Return each line of the data below that contains the string "orange".

#### Provided data:

....

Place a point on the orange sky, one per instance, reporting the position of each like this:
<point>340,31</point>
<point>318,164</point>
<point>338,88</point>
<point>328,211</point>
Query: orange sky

....

#### Task solution:
Place a point on the orange sky, one per instance, reporting the position of each like this:
Query: orange sky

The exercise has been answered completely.